* **WORK TASK**:
From the line that includes "Category: red roof" to the last line of the records, inclusive, repeat each line exactly.

* **Point localization data**:
*****
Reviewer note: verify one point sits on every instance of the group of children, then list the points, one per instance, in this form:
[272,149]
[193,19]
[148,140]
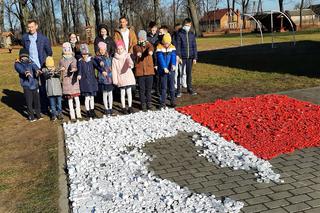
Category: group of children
[88,74]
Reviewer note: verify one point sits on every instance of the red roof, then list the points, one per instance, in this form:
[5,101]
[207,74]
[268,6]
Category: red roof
[217,13]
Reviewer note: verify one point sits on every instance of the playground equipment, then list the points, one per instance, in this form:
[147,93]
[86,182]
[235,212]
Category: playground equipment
[272,27]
*****
* **THE ANSWER**:
Category: red roof
[217,13]
Reviewer note: verify one point sits on every instance of the playground equipment, then list the points, one per instance, in this form:
[147,93]
[86,182]
[235,212]
Category: playground equipment
[272,27]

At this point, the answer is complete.